REQUIRED WORK:
1. For the Typhoon Mawar article, decide whether each statement agrees with the text, answering yes or no and quoting the words that decide it. (a) The JMA estimated Mawar's central pressure at 910 millibars. (b) The HWRF model remains close to the forecast track. (c) The National Weather Service's Weather Forecast Office in Guam has lifted all warnings.
2. Please copy the Typhoon Mawar article word for word, everything from "Guam starts recovery" down to "mph (19 kph).".

══ PASSAGE FOR REVIEW ══

Guam starts recovery as Typhoon Mawar speeds away

Credit: Force Thirteen, JMA/Himawari-9.
The island of Guam looks to start its recovery as Typhoon Mawar speeds away from the island, regaining Category 5 strength with more intensification on the way.

Current information

As of 12:00 UTC (10pm local time), Mawar is located at 14.8 degrees north, 141.6 degrees east, or about 195 miles west-northwest of Guam. The Japan Meteorological Agency (JMA) has estimated Mawar to have 10-minute winds of 125 mph (200 kph), and a central pressure of 910 millibars, becoming the most intense typhoon of the season so far. The Joint Typhoon Warning Center (JTWC) has Mawar with 1-minute sustained winds of 170 mph (280 kph), equivalent to a very strong Category 5 storm on the Saffir-Simpson scale, and also the strongest typhoon of the year so far. The storm is currently moving west-northwest at 12 mph (19 kph).

Current warnings

All warnings have been lifted off by the National Weather Service’s Weather Forecast Office in Guam.

Current forecast

The latest forecast cone of Mawar, courtesy of the CPHC.

Mawar is expected to continue intensifying as it takes advantage of the highly favorable conditions, with warm sea surface temperatures, low wind shear, and strong radial outflow. The JTWC forecasts Mawar to peak with winds of 180 mph (290 kph) by tomorrow, as it continues west-northwest under the influence of a subtropical ridge to its north. By Sunday, its expected to turn towards Taiwan and slow down as it enters a competing steering environment between a subtropical ridge to its west, over southeast China, and another to its east. The storm is forecast to weaken by then due to increasing shear, weaker divergence aloft and possibly upwelling.

Model guidance remains consistent on its track for the next 3 days, before spreading out due to the aforementioned competion of steering environments. The ECWMF model in particular shows the storm stalling very close to Luzon before turning northwest once again. The HWRF model is much north of the JTWC forecast, as it expects Mawar to turn northwestwards towards the East China Sea. The GFS remains close to the forecast track.

Intensity-wise, models support a steady weakening trend in the next 3 days, before it drops Mawar significantly below major typhoon status by the end of the period.

Aftermath in Guam

Flooding caused by Mawar in Guam. (Credit: Associated Press)

After Mawar exited the Marianas earlier today, the governor of Guam, Lou Leon Guerrero, declared the island is back to Condition of Readiness 4, according to her statement.

═══
══ RECORDED INFORMATION ══

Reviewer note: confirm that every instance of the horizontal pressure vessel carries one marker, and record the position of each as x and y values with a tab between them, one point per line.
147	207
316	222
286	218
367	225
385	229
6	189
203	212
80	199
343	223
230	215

═══

TASK SOLUTIONS:
1.
(a) Yes: "a central pressure of 910 millibars"
(b) No: "The HWRF model is much north of the JTWC forecast"
(c) Yes: "All warnings have been lifted off by the National Weather Service’s Weather Forecast Office in Guam."

2.
Guam starts recovery as Typhoon Mawar speeds away

Credit: Force Thirteen, JMA/Himawari-9.
The island of Guam looks to start its recovery as Typhoon Mawar speeds away from the island, regaining Category 5 strength with more intensification on the way.

Current information

As of 12:00 UTC (10pm local time), Mawar is located at 14.8 degrees north, 141.6 degrees east, or about 195 miles west-northwest of Guam. The Japan Meteorological Agency (JMA) has estimated Mawar to have 10-minute winds of 125 mph (200 kph), and a central pressure of 910 millibars, becoming the most intense typhoon of the season so far. The Joint Typhoon Warning Center (JTWC) has Mawar with 1-minute sustained winds of 170 mph (280 kph), equivalent to a very strong Category 5 storm on the Saffir-Simpson scale, and also the strongest typhoon of the year so far. The storm is currently moving west-northwest at 12 mph (19 kph).